__Excerpt provided__
Justo picks up the chef ’s knife. “I sharpen myself. Once a week.”

I can’t help asking, “Once a week?”

For a guy as scrupulous as Justo, that seems like a long time to go between sharpenings. Cooks much less conscientious than he labor over their blades on a daily basis. The very essence of knife maintenance—a notion inextricably tied up with one’s self-image as a cook—is that the sharper the knife, the better.

Not necessarily, explains Justo. “I like medium sharp,” he says, pointing out the cartilage of the skate as an extreme example of his principle. “Too sharp? You get part of the bone. When it’s sharpened correct, it passes over the bone.” With this, he grabs a large skate with his gloved hand, and, with the chef ’s knife, removes the fattest part of the flesh from the top of both wings. It looks like he’s savagely and indifferently hacking at the things. One skate after another, he quickly and brutally removes only the fattest part of the top of each wing. The rest, the two unexploited filets on the underside of each fish, go straight in the garbage—along with about 70 to 80 percent of the total body weight of the animal: skin, bone, and cartilage.

__Objective__
Copy the knife-sharpening passage from "For a guy as" to "knife, the better.", substituting "meticulous" for "scrupulous".

__Material__
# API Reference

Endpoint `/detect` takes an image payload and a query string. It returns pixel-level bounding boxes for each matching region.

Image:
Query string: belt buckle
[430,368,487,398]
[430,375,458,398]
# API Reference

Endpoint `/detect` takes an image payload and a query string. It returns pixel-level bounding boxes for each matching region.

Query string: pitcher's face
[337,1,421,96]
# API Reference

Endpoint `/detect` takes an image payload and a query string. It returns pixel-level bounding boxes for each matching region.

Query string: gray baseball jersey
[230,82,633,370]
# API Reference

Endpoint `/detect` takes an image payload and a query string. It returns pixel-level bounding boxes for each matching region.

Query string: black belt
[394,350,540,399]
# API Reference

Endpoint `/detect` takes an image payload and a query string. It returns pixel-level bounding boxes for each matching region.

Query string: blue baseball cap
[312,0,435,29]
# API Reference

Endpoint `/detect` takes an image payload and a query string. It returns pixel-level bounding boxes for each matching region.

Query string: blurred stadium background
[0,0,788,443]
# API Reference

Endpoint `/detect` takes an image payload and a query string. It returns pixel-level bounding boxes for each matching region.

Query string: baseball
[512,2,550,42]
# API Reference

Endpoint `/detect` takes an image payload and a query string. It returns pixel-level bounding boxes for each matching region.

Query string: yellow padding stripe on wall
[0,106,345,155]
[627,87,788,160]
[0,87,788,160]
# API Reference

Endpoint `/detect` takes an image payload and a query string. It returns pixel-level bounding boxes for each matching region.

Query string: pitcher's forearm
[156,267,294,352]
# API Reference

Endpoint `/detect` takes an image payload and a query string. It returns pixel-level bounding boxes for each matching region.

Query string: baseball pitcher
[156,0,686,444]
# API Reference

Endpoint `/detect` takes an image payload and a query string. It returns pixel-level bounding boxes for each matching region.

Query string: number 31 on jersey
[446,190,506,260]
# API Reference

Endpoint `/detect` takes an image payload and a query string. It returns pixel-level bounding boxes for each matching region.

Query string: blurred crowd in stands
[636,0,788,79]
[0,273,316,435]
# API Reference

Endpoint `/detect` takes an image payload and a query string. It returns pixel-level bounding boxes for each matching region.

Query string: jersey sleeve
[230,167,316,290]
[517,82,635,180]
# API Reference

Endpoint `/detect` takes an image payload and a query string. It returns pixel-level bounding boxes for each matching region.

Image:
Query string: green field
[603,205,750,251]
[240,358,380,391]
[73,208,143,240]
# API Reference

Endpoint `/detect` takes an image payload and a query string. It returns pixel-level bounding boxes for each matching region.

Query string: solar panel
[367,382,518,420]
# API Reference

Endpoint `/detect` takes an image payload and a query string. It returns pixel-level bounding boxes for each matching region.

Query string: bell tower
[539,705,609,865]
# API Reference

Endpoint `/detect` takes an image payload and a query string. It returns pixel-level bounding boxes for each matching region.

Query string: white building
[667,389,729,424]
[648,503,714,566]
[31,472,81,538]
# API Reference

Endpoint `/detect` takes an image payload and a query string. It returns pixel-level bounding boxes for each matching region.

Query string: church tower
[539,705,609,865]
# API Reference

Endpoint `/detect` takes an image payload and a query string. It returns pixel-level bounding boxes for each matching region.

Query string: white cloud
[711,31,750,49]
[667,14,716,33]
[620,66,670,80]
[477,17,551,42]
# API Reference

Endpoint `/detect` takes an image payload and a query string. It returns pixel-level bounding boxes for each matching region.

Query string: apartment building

__Completed task__
For a guy as meticulous as Justo, that seems like a long time to go between sharpenings. Cooks much less conscientious than he labor over their blades on a daily basis. The very essence of knife maintenance—a notion inextricably tied up with one’s self-image as a cook—is that the sharper the knife, the better.